[Pointing dataset excerpts]
┄┄┄┄┄┄┄┄┄┄┄┄┄┄┄┄┄┄┄┄
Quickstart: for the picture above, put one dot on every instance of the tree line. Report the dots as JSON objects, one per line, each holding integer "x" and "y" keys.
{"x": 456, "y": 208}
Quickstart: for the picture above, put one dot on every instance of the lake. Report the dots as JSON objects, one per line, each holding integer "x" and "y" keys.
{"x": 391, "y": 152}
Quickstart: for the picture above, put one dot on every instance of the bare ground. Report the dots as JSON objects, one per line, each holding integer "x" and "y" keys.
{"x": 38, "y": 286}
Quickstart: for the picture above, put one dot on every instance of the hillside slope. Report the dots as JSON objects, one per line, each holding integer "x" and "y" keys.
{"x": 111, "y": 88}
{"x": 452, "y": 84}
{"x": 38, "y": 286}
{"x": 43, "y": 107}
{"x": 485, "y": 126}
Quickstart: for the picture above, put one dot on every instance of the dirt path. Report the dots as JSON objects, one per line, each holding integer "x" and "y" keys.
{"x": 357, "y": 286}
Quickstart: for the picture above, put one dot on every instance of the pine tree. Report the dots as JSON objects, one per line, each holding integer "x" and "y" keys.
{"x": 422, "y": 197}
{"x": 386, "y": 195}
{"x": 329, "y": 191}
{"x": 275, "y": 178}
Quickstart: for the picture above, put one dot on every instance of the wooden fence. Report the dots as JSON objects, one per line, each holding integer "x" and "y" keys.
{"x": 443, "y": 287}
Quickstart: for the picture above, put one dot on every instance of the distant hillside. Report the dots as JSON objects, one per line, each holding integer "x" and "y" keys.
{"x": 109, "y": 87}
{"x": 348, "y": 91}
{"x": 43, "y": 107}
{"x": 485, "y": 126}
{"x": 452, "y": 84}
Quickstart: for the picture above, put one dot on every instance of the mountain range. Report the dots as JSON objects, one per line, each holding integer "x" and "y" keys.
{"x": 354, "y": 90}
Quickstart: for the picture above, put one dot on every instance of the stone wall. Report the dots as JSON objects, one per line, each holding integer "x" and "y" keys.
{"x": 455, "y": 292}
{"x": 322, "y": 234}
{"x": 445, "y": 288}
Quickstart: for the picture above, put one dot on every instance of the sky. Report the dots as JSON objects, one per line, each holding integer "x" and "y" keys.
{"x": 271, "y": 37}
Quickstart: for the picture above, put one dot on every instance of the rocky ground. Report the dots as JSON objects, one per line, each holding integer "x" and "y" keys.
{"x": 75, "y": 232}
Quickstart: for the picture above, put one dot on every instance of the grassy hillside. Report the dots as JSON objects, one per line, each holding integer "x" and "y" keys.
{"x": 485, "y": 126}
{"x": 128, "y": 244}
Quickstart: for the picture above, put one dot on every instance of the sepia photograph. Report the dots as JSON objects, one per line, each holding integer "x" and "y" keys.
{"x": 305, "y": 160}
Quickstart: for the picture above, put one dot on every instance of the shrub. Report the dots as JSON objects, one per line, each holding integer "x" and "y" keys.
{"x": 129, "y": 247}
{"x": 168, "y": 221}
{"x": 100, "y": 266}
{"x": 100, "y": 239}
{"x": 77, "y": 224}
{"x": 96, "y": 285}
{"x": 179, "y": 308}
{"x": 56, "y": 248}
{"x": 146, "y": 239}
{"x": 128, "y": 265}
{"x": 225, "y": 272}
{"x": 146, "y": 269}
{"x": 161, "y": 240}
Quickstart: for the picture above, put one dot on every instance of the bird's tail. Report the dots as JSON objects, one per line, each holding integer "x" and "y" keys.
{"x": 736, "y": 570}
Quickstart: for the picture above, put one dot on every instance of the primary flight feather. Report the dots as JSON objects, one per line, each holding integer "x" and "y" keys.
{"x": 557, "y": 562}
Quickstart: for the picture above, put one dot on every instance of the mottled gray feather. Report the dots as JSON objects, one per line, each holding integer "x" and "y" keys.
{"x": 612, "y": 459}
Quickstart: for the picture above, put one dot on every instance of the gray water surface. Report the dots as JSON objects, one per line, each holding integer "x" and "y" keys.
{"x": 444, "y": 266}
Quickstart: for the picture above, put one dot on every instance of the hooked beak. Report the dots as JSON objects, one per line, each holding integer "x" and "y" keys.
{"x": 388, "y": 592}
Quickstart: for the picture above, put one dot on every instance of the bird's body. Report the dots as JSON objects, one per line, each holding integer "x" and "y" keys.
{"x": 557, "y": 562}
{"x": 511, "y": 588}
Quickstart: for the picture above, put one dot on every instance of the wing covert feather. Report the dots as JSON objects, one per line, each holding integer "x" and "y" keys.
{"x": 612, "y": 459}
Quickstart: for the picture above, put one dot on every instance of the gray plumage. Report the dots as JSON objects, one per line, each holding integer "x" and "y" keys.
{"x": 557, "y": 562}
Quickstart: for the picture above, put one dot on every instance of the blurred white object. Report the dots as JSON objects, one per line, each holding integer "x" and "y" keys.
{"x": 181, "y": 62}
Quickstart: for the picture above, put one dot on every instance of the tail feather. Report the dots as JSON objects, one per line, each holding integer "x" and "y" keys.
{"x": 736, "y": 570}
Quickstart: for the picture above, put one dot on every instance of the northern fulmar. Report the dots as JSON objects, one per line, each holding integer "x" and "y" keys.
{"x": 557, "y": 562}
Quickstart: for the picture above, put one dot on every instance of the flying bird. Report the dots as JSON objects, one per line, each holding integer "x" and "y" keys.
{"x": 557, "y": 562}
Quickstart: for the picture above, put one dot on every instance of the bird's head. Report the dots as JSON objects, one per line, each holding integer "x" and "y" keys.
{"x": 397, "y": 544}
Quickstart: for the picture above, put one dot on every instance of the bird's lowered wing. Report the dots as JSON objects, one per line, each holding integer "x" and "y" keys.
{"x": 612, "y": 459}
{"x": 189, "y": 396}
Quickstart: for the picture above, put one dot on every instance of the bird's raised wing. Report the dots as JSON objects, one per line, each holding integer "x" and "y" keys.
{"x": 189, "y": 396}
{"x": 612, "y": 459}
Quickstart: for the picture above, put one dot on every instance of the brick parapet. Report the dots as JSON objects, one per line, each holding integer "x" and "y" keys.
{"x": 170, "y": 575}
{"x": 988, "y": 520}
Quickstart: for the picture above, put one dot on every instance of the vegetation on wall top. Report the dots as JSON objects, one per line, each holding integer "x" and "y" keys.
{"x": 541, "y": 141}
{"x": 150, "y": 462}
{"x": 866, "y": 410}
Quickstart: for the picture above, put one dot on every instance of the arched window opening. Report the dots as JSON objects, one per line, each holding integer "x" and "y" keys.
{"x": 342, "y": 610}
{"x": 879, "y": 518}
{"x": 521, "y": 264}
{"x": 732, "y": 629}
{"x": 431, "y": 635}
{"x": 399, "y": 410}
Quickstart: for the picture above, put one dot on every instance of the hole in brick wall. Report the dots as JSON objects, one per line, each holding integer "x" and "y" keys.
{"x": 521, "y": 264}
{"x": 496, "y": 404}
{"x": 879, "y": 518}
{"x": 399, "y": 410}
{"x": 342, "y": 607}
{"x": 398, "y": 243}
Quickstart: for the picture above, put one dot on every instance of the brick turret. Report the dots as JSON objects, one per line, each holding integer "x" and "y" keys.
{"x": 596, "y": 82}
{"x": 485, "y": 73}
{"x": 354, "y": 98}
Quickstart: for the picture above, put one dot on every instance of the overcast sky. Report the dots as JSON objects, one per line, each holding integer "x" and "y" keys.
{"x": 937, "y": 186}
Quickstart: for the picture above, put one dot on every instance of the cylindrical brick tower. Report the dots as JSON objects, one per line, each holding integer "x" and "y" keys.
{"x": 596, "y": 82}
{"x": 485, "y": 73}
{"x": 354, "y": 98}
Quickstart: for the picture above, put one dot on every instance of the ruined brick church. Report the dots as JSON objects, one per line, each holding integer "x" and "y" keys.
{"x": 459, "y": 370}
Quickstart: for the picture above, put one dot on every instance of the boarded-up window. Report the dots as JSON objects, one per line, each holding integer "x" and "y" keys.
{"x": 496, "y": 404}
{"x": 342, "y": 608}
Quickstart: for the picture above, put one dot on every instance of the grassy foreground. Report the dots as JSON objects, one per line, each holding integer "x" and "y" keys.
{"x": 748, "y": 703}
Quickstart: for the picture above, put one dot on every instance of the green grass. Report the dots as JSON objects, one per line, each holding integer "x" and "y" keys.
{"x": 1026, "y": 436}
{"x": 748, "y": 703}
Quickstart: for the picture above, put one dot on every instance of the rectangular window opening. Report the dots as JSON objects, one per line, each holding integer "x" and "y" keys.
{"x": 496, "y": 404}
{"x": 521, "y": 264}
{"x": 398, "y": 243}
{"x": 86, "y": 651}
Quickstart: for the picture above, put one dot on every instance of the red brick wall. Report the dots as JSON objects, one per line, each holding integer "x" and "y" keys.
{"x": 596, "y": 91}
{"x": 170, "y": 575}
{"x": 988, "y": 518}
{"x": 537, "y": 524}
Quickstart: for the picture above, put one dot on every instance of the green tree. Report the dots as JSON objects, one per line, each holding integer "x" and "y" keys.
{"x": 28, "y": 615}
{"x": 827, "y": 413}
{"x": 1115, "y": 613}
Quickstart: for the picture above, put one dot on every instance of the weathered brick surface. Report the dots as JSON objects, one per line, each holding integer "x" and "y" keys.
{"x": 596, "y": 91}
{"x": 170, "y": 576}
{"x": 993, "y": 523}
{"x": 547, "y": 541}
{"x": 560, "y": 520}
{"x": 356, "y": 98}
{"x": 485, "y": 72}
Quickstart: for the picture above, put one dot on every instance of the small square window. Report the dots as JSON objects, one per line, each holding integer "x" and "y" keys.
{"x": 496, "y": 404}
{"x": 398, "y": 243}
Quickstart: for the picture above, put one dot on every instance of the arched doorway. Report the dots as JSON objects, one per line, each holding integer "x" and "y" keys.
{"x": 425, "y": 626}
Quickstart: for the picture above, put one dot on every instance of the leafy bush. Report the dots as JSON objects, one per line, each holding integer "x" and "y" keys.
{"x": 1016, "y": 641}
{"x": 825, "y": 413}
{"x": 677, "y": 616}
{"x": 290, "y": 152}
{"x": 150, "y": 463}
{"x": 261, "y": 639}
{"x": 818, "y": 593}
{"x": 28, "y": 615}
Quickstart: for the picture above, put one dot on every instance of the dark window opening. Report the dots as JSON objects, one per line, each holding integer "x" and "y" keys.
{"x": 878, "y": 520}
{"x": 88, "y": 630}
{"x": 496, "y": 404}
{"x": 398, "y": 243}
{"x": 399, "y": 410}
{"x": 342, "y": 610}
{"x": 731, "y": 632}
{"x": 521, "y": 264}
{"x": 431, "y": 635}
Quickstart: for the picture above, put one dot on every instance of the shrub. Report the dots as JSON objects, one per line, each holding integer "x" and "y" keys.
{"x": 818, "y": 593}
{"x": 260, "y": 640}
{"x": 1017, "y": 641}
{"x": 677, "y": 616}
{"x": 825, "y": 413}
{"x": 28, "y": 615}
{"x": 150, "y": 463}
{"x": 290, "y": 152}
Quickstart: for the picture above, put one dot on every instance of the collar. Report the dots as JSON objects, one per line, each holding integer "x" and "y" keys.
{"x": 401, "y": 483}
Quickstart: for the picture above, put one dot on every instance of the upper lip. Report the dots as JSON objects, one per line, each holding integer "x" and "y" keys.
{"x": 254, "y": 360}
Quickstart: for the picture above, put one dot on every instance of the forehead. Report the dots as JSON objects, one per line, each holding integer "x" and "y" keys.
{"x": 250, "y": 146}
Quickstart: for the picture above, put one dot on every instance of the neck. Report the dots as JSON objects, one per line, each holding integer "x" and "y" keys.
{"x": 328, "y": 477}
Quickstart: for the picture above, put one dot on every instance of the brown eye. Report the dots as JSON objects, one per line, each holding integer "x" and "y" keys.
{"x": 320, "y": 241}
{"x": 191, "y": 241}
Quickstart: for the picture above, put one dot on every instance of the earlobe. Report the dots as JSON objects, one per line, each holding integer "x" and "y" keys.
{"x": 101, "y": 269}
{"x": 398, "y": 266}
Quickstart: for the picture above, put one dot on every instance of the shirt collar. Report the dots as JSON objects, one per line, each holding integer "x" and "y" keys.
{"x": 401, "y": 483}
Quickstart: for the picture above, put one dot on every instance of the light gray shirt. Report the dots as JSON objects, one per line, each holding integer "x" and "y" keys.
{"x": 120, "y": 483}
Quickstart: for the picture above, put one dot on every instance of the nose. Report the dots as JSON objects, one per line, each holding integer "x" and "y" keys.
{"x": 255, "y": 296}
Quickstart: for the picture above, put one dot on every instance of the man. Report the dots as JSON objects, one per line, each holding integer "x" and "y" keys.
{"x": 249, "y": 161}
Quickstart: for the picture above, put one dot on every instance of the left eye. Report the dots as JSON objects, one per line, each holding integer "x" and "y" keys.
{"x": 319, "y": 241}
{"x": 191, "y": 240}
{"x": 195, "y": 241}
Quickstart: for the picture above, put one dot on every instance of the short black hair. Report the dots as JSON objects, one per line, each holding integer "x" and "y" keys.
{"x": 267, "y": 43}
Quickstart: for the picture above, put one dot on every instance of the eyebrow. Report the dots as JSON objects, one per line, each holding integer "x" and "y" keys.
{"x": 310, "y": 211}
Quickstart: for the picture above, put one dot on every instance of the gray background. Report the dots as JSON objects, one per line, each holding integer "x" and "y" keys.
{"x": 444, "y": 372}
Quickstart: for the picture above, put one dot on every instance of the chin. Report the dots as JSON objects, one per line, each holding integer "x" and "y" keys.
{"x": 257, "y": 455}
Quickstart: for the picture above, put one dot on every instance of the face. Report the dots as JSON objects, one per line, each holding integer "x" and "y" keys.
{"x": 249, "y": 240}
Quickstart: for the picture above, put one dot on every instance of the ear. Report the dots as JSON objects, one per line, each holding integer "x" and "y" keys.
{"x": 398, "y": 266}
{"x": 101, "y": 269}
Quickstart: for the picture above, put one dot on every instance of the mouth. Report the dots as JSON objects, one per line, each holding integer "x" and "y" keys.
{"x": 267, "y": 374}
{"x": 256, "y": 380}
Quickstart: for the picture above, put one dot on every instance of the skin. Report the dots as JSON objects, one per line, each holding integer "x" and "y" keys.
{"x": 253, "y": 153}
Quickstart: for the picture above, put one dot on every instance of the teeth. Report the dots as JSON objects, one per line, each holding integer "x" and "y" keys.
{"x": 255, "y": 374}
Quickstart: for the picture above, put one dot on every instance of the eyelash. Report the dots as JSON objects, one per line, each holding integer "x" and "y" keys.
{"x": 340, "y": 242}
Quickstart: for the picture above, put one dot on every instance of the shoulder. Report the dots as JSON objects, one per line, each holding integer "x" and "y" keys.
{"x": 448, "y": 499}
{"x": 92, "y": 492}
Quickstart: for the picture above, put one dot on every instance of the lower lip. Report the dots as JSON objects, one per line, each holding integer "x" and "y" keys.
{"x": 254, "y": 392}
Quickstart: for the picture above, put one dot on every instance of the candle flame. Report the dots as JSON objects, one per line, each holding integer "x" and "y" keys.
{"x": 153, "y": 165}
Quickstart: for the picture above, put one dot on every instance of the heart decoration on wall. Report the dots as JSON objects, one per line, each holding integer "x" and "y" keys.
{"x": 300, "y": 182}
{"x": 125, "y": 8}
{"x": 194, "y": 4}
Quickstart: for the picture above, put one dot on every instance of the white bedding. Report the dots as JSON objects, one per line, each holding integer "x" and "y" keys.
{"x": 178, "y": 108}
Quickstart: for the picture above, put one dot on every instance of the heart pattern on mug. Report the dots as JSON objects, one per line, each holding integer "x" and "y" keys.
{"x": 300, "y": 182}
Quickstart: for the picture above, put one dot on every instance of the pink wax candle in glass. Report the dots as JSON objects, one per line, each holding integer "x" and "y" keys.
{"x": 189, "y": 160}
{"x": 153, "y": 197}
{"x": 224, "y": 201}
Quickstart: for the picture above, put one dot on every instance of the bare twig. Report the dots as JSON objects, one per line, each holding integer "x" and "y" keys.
┄┄┄┄┄┄┄┄┄┄┄┄┄┄┄┄┄┄┄┄
DO THIS -> Exactly and exclusively, repeat the lines from the line that contains "of the candle" through the end of the records, both ends included.

RESPONSE TO THIS TASK ->
Quickstart: for the picture above, put one dot on every instance of the candle flame. Report the dots as JSON objects, one per line, each holding integer "x" and "y" keys.
{"x": 153, "y": 165}
Quickstart: for the picture above, put one dot on every instance of the heart decoration on wall. Report the dots as JSON objects, one per line, each holding integer "x" and "y" keys.
{"x": 300, "y": 182}
{"x": 125, "y": 8}
{"x": 194, "y": 4}
Quickstart: for the picture above, put one dot on every instance of the white bedding. Report the dots as JSON objects, one per line, each holding integer "x" and "y" keys.
{"x": 178, "y": 108}
Quickstart: for the picture above, put one dot on every instance of the heart pattern on mug. Report the dots as JSON objects, one per line, each holding integer "x" and "y" keys.
{"x": 300, "y": 182}
Quickstart: for the picture above, put one dot on every instance of the pink wax candle in glass. Report the dots as JSON objects, one per line, each holding integer "x" and "y" keys.
{"x": 189, "y": 160}
{"x": 153, "y": 197}
{"x": 224, "y": 201}
Quickstart: for the picture above, put one dot on every instance of the bare twig. Report the dots as JSON objects, one per line, each holding integer "x" and "y" keys.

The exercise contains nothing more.